Data listing:
----
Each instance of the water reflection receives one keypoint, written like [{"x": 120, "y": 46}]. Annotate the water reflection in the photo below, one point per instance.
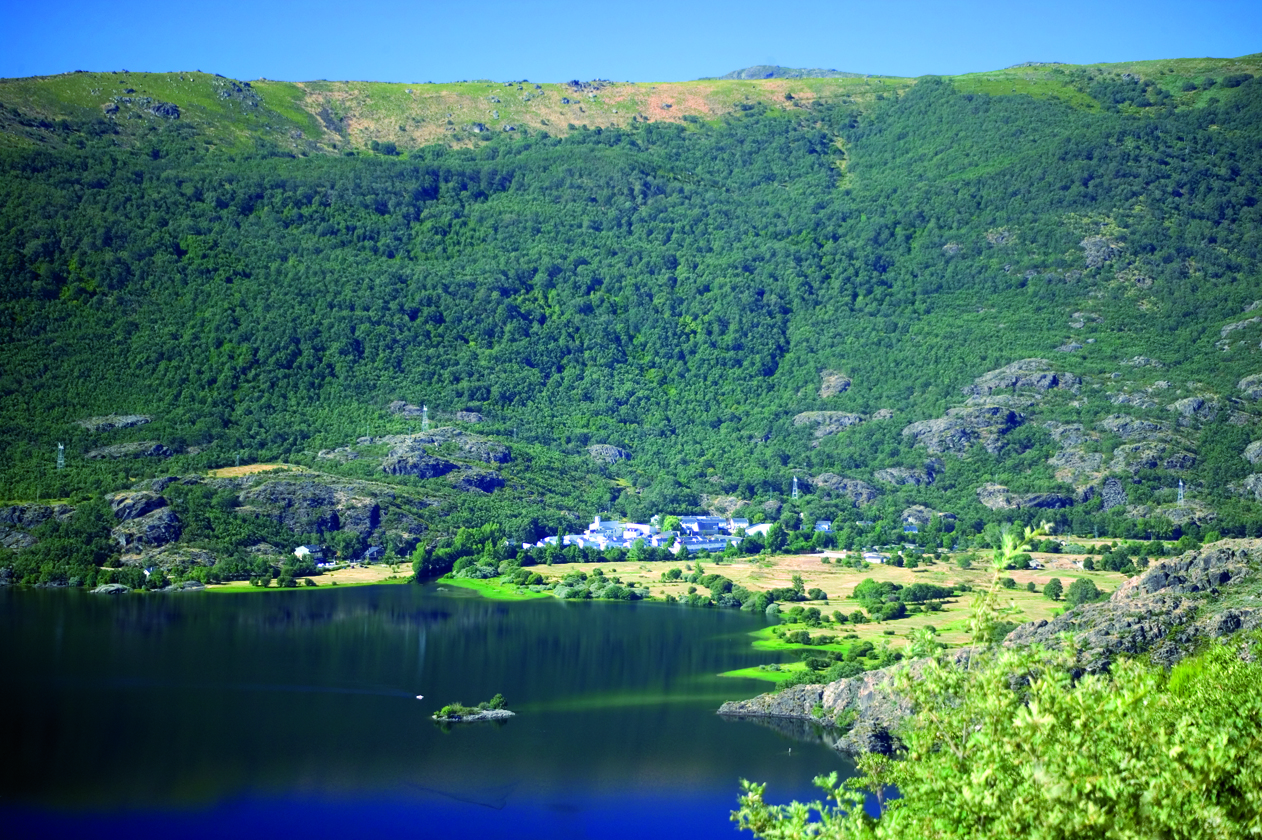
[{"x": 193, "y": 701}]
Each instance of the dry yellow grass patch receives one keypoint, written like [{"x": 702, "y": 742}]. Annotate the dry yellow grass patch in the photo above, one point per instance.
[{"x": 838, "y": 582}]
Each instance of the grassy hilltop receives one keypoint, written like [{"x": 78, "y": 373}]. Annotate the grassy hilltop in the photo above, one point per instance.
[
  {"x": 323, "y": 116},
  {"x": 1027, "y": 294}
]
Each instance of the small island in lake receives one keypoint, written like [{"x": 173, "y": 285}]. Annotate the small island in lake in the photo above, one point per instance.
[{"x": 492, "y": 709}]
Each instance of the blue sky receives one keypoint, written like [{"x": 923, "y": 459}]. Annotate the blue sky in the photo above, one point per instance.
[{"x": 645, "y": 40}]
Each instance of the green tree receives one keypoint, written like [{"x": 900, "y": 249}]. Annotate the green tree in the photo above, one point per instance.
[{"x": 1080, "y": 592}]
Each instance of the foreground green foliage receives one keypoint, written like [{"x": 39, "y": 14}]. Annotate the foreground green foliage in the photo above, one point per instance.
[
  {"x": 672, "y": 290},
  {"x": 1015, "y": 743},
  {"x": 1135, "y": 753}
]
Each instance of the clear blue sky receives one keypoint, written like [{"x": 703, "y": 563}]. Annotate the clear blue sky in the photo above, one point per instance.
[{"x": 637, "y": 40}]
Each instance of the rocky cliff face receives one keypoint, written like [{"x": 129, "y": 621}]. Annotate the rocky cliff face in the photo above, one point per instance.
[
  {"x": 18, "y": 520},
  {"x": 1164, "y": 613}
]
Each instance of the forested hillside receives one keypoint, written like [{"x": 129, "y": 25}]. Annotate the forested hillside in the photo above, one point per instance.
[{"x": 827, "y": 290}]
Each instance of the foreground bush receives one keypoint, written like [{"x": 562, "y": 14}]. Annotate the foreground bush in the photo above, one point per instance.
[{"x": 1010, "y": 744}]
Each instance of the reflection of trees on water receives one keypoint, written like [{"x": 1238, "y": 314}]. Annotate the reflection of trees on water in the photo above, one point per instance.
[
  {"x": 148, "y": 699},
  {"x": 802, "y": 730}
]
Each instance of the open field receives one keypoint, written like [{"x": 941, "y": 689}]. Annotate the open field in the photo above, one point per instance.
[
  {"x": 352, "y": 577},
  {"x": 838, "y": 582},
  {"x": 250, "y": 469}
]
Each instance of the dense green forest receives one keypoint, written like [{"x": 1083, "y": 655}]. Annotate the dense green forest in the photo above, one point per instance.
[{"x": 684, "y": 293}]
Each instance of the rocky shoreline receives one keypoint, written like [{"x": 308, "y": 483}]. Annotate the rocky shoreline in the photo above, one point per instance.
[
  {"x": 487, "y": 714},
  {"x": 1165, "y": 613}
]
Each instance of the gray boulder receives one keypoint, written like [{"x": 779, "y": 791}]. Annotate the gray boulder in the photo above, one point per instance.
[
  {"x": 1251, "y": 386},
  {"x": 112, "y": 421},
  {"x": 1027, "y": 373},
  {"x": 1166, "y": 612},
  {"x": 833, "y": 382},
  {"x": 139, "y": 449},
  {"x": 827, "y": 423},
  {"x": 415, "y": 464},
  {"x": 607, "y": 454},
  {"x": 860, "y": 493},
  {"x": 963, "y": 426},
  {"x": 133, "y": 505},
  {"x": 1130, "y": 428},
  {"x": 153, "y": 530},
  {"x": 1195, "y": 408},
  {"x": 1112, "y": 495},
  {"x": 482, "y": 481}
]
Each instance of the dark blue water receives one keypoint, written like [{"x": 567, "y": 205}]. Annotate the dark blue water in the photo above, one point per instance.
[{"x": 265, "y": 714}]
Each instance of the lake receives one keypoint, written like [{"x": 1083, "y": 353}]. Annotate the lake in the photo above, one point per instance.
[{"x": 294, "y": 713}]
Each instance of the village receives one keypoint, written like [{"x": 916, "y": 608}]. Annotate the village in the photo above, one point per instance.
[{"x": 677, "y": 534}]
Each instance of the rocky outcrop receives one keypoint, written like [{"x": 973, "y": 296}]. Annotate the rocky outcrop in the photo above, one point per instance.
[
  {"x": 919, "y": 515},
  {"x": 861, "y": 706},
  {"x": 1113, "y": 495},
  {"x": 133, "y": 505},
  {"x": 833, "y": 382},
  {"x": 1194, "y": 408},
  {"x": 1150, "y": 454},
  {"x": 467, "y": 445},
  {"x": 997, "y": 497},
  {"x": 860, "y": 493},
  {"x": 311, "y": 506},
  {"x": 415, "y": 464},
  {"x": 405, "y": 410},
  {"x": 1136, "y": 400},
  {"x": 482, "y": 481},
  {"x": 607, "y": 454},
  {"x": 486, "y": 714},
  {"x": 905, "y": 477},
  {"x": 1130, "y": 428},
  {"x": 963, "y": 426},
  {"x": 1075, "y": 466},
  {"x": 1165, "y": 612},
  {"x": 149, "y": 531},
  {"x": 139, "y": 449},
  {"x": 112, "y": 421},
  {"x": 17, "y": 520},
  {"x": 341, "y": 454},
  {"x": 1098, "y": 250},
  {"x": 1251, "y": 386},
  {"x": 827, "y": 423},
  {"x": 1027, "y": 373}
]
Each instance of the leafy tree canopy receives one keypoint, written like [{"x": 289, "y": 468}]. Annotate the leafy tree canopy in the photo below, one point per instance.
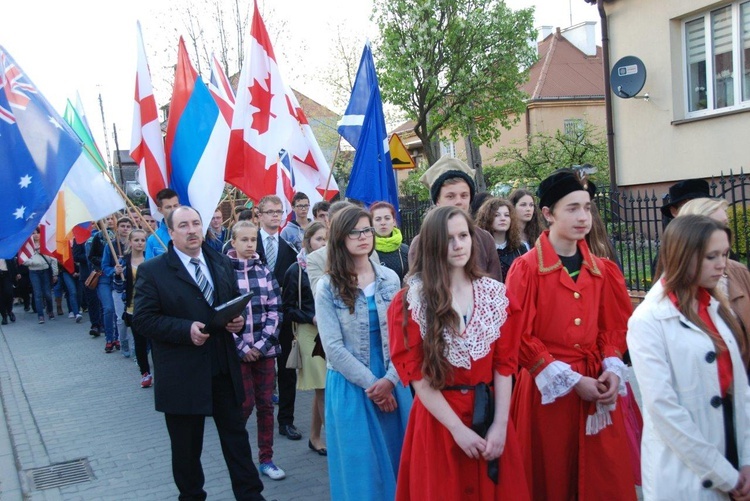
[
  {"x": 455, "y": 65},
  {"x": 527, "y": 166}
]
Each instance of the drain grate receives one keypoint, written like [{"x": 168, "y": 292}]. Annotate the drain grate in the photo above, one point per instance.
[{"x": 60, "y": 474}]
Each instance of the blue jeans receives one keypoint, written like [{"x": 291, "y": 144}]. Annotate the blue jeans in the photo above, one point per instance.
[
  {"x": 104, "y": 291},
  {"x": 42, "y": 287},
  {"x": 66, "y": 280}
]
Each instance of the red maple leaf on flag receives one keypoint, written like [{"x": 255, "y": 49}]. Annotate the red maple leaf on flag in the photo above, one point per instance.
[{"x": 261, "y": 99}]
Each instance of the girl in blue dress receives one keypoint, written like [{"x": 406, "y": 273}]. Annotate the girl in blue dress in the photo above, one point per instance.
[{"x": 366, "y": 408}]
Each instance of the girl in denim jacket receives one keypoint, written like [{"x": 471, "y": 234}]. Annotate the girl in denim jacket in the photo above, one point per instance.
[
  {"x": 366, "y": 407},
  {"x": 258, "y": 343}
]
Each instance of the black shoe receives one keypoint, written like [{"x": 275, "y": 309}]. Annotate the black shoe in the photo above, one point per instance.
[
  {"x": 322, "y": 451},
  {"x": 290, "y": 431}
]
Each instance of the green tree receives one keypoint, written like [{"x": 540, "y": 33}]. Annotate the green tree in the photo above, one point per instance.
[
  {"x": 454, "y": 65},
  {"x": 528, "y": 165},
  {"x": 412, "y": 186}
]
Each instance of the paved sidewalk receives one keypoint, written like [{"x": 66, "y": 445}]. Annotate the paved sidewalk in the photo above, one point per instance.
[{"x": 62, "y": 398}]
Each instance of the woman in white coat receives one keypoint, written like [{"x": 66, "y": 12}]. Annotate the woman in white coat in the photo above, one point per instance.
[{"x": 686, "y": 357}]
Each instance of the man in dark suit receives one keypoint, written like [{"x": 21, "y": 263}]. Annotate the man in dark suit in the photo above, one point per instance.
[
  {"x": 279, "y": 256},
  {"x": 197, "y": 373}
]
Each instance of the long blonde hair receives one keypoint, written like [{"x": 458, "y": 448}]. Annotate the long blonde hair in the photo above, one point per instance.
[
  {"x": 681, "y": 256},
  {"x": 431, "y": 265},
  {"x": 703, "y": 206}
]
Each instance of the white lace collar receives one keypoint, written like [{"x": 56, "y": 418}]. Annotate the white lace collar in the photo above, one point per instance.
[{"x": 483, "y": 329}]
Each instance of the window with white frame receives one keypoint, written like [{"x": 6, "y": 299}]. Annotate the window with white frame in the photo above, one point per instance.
----
What is expected:
Which lines run from the one containing "Each instance of the woman" to the end of the entries above? Quote exactly those, and only those.

Full solution:
Each instance of the woman in white coat receives one keypoint, written like [{"x": 66, "y": 12}]. Annotate the woman in white coat in the photo above, one point per instance.
[{"x": 686, "y": 357}]
Each instance of the man in dark suit receives one keypoint, written like [{"x": 21, "y": 263}]. Annotate the man in dark suit in the photo above, one point per instance.
[
  {"x": 279, "y": 256},
  {"x": 197, "y": 373}
]
Each instance of the long blonde hair receives one keypoint, written like [{"x": 458, "y": 448}]. Annotate the long blonde hair in the photo above, one point per instance.
[
  {"x": 681, "y": 256},
  {"x": 431, "y": 265},
  {"x": 703, "y": 206}
]
Each instance of the white lace collar receives one keypoint, written like [{"x": 56, "y": 418}]. Annotate the white lace collar in the photo above, one point per instance.
[{"x": 483, "y": 329}]
Each instance of the window with white frame receives one keypoint, written like [{"x": 6, "y": 299}]. Annotate the window with white frame in the photo above, one point per instance.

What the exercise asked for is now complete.